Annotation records
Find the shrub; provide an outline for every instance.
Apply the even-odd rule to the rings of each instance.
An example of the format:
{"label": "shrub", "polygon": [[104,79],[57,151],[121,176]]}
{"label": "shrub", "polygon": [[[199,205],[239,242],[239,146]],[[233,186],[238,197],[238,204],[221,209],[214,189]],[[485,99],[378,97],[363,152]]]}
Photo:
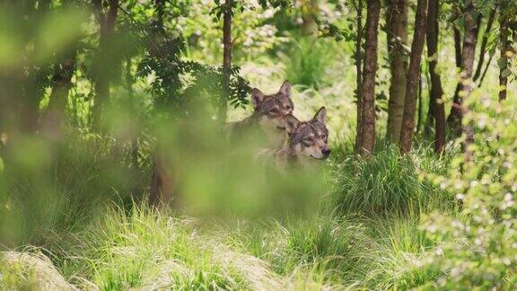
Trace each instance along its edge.
{"label": "shrub", "polygon": [[[517,269],[517,107],[514,100],[482,104],[464,122],[475,126],[476,144],[469,146],[470,159],[459,155],[451,175],[427,174],[427,179],[456,193],[462,203],[462,219],[443,213],[425,216],[425,234],[439,242],[431,266],[443,276],[428,282],[442,288],[515,289]],[[490,116],[489,110],[495,114]],[[464,140],[464,137],[462,137]]]}
{"label": "shrub", "polygon": [[334,53],[333,48],[322,40],[302,38],[283,56],[287,80],[307,87],[322,87],[326,71],[336,57]]}

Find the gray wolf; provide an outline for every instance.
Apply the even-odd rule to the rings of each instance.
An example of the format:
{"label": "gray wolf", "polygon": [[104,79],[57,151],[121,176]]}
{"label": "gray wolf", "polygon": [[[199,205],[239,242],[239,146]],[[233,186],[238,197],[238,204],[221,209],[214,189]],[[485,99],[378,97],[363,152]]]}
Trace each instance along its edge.
{"label": "gray wolf", "polygon": [[330,148],[326,115],[325,107],[321,107],[309,121],[300,121],[293,115],[285,117],[285,125],[289,139],[275,154],[280,167],[293,163],[312,163],[329,157]]}
{"label": "gray wolf", "polygon": [[251,91],[251,116],[226,125],[231,142],[234,144],[241,135],[248,131],[263,135],[266,137],[264,147],[276,149],[287,139],[285,119],[294,110],[291,84],[284,82],[278,92],[270,95],[254,88]]}
{"label": "gray wolf", "polygon": [[[251,91],[251,116],[225,125],[230,142],[238,143],[244,134],[258,135],[265,137],[262,145],[256,145],[258,154],[260,152],[275,153],[287,139],[285,118],[291,115],[294,109],[291,100],[291,84],[285,81],[277,93],[269,95],[254,88]],[[167,163],[170,159],[163,158],[160,153],[162,152],[156,151],[153,157],[149,203],[153,206],[170,202],[178,205],[180,171],[174,167],[174,163]]]}

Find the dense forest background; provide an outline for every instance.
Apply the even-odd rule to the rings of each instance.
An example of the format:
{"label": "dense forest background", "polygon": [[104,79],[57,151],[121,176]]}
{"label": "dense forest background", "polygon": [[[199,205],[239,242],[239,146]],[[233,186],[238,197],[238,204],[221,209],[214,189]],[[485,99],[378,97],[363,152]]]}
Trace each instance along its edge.
{"label": "dense forest background", "polygon": [[[516,15],[0,1],[0,287],[515,288]],[[327,108],[317,172],[283,177],[248,159],[254,137],[223,137],[285,80],[300,119]],[[180,207],[148,203],[157,149]]]}

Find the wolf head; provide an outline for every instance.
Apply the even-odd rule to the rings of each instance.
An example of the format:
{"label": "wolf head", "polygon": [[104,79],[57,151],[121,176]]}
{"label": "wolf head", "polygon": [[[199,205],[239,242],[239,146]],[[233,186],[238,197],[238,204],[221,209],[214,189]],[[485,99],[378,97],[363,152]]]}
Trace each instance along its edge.
{"label": "wolf head", "polygon": [[271,95],[266,95],[254,88],[251,91],[251,104],[261,125],[285,128],[284,119],[294,109],[291,101],[291,84],[287,81],[284,82],[278,93]]}
{"label": "wolf head", "polygon": [[289,146],[297,156],[325,159],[330,154],[329,130],[325,125],[327,110],[321,107],[312,119],[300,121],[293,115],[285,117]]}

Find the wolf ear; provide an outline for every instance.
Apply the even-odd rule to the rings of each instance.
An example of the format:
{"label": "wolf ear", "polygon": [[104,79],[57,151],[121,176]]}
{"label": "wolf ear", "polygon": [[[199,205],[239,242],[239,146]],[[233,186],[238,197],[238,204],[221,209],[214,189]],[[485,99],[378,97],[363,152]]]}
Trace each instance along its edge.
{"label": "wolf ear", "polygon": [[318,122],[321,122],[321,123],[325,124],[326,119],[327,119],[327,110],[325,109],[325,107],[321,107],[318,110],[318,112],[316,112],[316,114],[314,115],[314,117],[312,118],[312,120],[316,120]]}
{"label": "wolf ear", "polygon": [[263,101],[264,93],[260,90],[253,88],[253,90],[251,90],[251,104],[253,104],[253,108],[257,109]]}
{"label": "wolf ear", "polygon": [[291,83],[289,83],[289,81],[284,81],[284,84],[282,84],[282,86],[280,86],[278,93],[291,98]]}
{"label": "wolf ear", "polygon": [[284,122],[285,123],[285,130],[288,134],[294,133],[300,125],[300,120],[291,114],[285,116]]}

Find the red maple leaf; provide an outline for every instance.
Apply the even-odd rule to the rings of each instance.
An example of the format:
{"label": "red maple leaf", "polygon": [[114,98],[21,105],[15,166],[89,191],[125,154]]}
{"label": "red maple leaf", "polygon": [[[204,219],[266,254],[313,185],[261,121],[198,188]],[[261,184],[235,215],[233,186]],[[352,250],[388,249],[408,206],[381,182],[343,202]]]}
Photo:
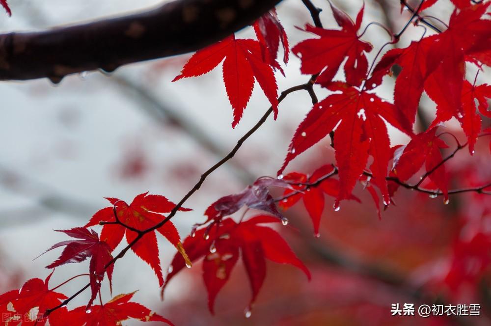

### [Problem to work on]
Write out the lines above word for word, leaving out the pictures.

### [Response to this exercise]
Find the shrub; provide an outline for every instance.
Apply the even-odd rule to the rings of each instance.
An example of the format:
{"label": "shrub", "polygon": [[104,79],[57,151],[121,176]]}
{"label": "shrub", "polygon": [[[199,205],[239,242],[239,146]],[[233,186],[238,197],[238,204],[221,209],[214,189]],[[485,99],[378,97],[363,152]]]}
Photo:
Trace each instance along its edge.
{"label": "shrub", "polygon": [[[517,269],[517,107],[514,100],[482,104],[464,122],[475,126],[476,144],[469,146],[470,159],[459,155],[451,175],[427,174],[427,179],[456,193],[462,203],[462,219],[443,213],[425,216],[425,234],[439,242],[431,266],[443,276],[428,282],[442,288],[515,289]],[[490,116],[489,110],[495,114]],[[464,140],[464,137],[462,137]]]}
{"label": "shrub", "polygon": [[334,53],[333,48],[322,40],[302,38],[283,56],[287,80],[307,87],[322,87],[326,71],[336,57]]}

Find the gray wolf; provide an outline for every instance.
Apply the even-odd rule to the rings of each instance.
An example of the format:
{"label": "gray wolf", "polygon": [[104,79],[57,151],[121,176]]}
{"label": "gray wolf", "polygon": [[[199,205],[239,242],[239,146]],[[233,186],[238,197],[238,204],[221,209],[214,189]],[[485,99],[378,97],[363,152]]]}
Trace each instance along its edge.
{"label": "gray wolf", "polygon": [[330,148],[326,115],[325,107],[321,107],[309,121],[300,121],[293,115],[285,117],[285,125],[289,139],[275,154],[280,167],[293,163],[312,163],[329,157]]}
{"label": "gray wolf", "polygon": [[251,91],[251,116],[226,125],[231,142],[234,144],[241,135],[248,131],[263,135],[266,137],[264,147],[276,149],[287,139],[285,119],[294,110],[291,84],[284,82],[278,92],[270,95],[254,88]]}
{"label": "gray wolf", "polygon": [[[251,91],[251,116],[225,125],[230,142],[238,143],[244,134],[258,135],[265,137],[262,145],[256,145],[258,154],[260,152],[275,153],[287,139],[285,118],[291,115],[294,109],[291,100],[291,84],[285,81],[277,93],[269,95],[254,88]],[[167,163],[170,159],[163,158],[160,153],[162,152],[156,151],[153,157],[149,203],[153,206],[170,202],[178,205],[180,171],[174,167],[174,163]]]}

Find the dense forest background; provide an outline for every instance.
Apply the even-odd rule to the rings of each instance.
An example of the format:
{"label": "dense forest background", "polygon": [[104,79],[57,151],[121,176]]}
{"label": "dense forest background", "polygon": [[[199,205],[239,242],[239,146]],[[233,186],[238,197],[238,204],[221,209],[214,189]],[[485,99],[378,97],[363,152]]]}
Trace each instance along its edge.
{"label": "dense forest background", "polygon": [[[516,15],[0,1],[0,287],[515,288]],[[327,108],[317,172],[283,177],[248,159],[254,137],[223,137],[285,80],[300,119]],[[180,207],[148,203],[157,149]]]}

Find the wolf head; provide an outline for every instance.
Apply the even-odd rule to the rings of each instance.
An example of the format:
{"label": "wolf head", "polygon": [[104,79],[57,151],[121,176]]}
{"label": "wolf head", "polygon": [[[199,205],[239,242],[239,146]],[[233,186],[238,197],[238,204],[221,209],[214,189]],[[485,99],[378,97],[363,152]]]}
Trace each instance along its edge.
{"label": "wolf head", "polygon": [[271,95],[266,95],[254,88],[251,91],[251,104],[261,125],[285,128],[284,119],[294,109],[291,101],[291,84],[287,81],[284,82],[278,93]]}
{"label": "wolf head", "polygon": [[289,146],[297,156],[325,159],[330,154],[329,130],[325,125],[327,110],[321,107],[312,119],[300,121],[293,115],[285,117]]}

Find the wolf ear; provide an outline for every instance.
Apply the even-odd rule to the rings of each instance.
An example of the format:
{"label": "wolf ear", "polygon": [[104,79],[57,151],[121,176]]}
{"label": "wolf ear", "polygon": [[[199,205],[239,242],[239,146]],[[233,186],[238,197],[238,204],[221,209],[214,189]],[[485,99],[378,97],[363,152]]]}
Trace each instance along its edge.
{"label": "wolf ear", "polygon": [[318,122],[321,122],[321,123],[325,124],[326,119],[327,119],[327,110],[325,109],[325,107],[321,107],[318,110],[318,112],[316,112],[316,114],[314,115],[314,117],[312,118],[312,120],[316,120]]}
{"label": "wolf ear", "polygon": [[263,101],[264,93],[260,90],[253,88],[253,90],[251,90],[251,104],[253,104],[253,108],[257,109]]}
{"label": "wolf ear", "polygon": [[291,83],[289,83],[289,81],[284,81],[284,84],[282,84],[282,86],[280,86],[278,93],[291,98]]}
{"label": "wolf ear", "polygon": [[284,122],[285,123],[285,130],[288,134],[294,133],[300,125],[300,120],[291,114],[285,116]]}

Find the red maple leaf; provide an outline for every instance.
Apply the even-odd rule to the rings of each instance.
An example of the format:
{"label": "red maple leaf", "polygon": [[114,98],[21,105],[15,166],[89,191],[125,154]]}
{"label": "red maple leaf", "polygon": [[[204,219],[266,254],[313,185],[261,121],[198,188]],[[261,184],[235,215],[233,186]],[[352,250],[388,249],[408,206],[381,182],[343,202]]]}
Photo:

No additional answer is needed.